Sorted...Mazda power! Wood base used as a mock up for sizing. Metal frame to come.

Works a treat.

----------


## sparky1000

How much current does your wiper motor pull? Any ideas?

Keen to have a go at this

----------


## Greenie

Not sure. I'm thinking of making another on out of an old multi function printer as well

----------


## TeRei

> Sorted...Mazda power! Wood base used as a mock up for sizing. Metal frame to come.
> 
> Works a treat.
> 
> Attachment 41799


Very clever thinking. Awesome.

----------


## redrover

Thanks for the info, Moutere.

I found some of those Coleman containers - new - in an 'outdoors' shop today. However, at the price of them, I doubt that too many people would be just using them a couple of times and then chucking them out in the recycling.

Not sure how easy or otherwise it would be to attach paddles inside them with water-tight fastenings. (I'm looking at making a 'wet' tumbler) But I'll keep them in mind.

----------


## Greenie

Sad news, I have succumbed to an off the shelf 5kg tumber  :Grin:   :Grin:

----------


## Tommy

> Thanks for the info, Moutere.
> 
> I found some of those Coleman containers - new - in an 'outdoors' shop today. However, at the price of them, I doubt that too many people would be just using them a couple of times and then chucking them out in the recycling.
> 
> Not sure how easy or otherwise it would be to attach paddles inside them with water-tight fastenings. (I'm looking at making a 'wet' tumbler) But I'll keep them in mind.


150mm PVC pipe, capped one end, screw cap on the other. PVC cement a couple of lengths of conduit (PVC conduit of course) on the inside to help the contents tumble, rather than slide. Watertight, works a treat


This was the cheapest I found:

Kontiki coulper with thread rubber seal cap-150mm | Trade Me  It has a big rubber O ring on the inside, I run a little dishwash on it before I screw it up, helps make a good tight seal, and also helps release it when it's done

..and a 150mm 'push on' cap from the same place. I have a length of plain 150mm pipe ( to go between the fittings, only need 80mm so not worth buying a meter..), and a meter of the conduit you can pinch if you're in Auckland. PVC cement from the Warehouse is a couple of bucks.

SET TASK =
Extend the forum thread on building homemade tumblers by writing what comes next after its last sentence.

Point annotation data

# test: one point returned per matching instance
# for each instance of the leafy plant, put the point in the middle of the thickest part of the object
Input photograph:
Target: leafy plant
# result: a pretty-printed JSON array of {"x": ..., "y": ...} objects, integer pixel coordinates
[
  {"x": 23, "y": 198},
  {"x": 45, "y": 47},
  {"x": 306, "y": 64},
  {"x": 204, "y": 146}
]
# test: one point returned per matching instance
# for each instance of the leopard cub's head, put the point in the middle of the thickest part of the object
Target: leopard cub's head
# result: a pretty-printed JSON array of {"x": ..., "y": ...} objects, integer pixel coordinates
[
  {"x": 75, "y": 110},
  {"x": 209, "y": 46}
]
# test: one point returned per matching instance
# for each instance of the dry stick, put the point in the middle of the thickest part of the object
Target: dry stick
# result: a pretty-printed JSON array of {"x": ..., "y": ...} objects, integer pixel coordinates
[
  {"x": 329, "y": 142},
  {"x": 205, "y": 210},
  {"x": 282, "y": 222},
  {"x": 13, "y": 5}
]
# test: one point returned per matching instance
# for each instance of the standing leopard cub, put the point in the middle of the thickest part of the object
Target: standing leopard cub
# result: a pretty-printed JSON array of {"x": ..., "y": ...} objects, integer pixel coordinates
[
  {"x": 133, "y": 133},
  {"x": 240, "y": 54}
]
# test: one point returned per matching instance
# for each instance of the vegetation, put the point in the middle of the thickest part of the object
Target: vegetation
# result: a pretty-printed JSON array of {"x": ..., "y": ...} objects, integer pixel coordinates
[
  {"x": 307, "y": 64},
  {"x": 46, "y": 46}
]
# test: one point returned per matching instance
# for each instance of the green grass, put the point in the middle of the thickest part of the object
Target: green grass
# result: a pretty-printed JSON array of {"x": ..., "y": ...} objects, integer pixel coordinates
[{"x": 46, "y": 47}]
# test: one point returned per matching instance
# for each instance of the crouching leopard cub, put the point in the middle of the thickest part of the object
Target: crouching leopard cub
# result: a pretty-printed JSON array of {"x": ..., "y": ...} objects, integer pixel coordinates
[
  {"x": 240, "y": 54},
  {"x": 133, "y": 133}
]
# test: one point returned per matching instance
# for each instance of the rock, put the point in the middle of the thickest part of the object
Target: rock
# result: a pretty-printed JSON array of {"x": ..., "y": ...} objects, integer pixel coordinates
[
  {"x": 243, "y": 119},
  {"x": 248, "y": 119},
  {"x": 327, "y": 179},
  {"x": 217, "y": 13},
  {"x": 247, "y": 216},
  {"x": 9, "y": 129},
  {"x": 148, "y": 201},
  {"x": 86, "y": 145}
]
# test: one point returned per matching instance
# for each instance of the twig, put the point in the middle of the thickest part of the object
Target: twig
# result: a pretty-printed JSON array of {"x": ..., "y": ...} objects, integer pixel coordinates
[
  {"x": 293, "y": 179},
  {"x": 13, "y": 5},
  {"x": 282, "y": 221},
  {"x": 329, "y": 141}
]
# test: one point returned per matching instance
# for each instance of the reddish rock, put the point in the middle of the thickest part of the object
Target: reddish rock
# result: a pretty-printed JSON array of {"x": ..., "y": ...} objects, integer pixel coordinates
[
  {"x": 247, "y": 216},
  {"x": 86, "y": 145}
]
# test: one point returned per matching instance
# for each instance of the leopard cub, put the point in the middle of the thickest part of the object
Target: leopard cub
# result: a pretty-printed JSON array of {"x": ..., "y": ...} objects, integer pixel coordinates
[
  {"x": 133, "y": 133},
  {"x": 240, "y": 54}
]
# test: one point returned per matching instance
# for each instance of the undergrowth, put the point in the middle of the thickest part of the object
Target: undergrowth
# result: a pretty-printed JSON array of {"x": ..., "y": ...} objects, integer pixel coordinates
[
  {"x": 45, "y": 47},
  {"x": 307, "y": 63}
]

EXPECTED OUTPUT =
Total cost around $50 and it's bullet proof.

----------


## stumpy

> Sad news, I have succumbed to an off the shelf 5kg tumber


good man , you will love it , and it works like a treat

----------


## sheppard84

> Sad news, I have succumbed to an off the shelf 5kg tumber


any particular reason why Greenie?  Looked like you were on to something there, just wondering why you ended up buying one.

Cheers

----------


## Greenie

> any particular reason why Greenie?  Looked like you were on to something there, just wondering why you ended up buying one.
> 
> Cheers


Yeah, A couple of things.

My wiper motor was getting too hot and I couldn't figure out how to cool it down enough.
The plastic container I was using (A Clear type hard plastic) reacted with the cleaner etc and start producing a blackish stuff.

so

I redesigned the system to allow the wiper motor to drive just a threaded spindle and then added an additional rod 6 inches to the side, mounted in a new ply box for testing,  tths was a much better design and worked straight away, BUT, what I hadn't taken into account was that I need to gear the main spindle as it was rotating the whole container around the circumference vs the earlier model which was turning the container at the centre so needed no gearing.

Anyways, I could have fixed it and added a gear to the motor and the spindle, BUT I was getting into all sorts of other stuff and thought bugger it I'll spend my time on something else (Like getting the wife to the pistol range and agreeing to joining the AK pistol club!!!), which incidentally went well..good on her  :Thumbsup: 

All in all, its all good.

----------


## longrange308

Link to said 5kg tumbler??

----------


## R93

What do you guys use as a water softener?
I see you can get that lemishine off fishpond which is what all the yanks seem to use.
Do you need it or can you just use baking soda or similar.

Sent from my SM-G900F using Tapatalk

----------


## 7mmsaum

Lemishine


Sent from my iPhone using Tapatalk

----------


## R93

> Lemishine
> 
> 
> Sent from my iPhone using Tapatalk


Where do you get it?

Sent from my SM-G900F using Tapatalk

----------


## 7mmsaum

Ebay


Sent from my iPhone using Tapatalk

----------


## Tommy

It's $26.99 on fishpond, daylight robbery. Just get the active ingredient off tardme Citric Acid (Food Grade) - 1kg | Trade Me That amount will last aaaages

----------


## R93

I have some food grade citric acid. Thanks for that.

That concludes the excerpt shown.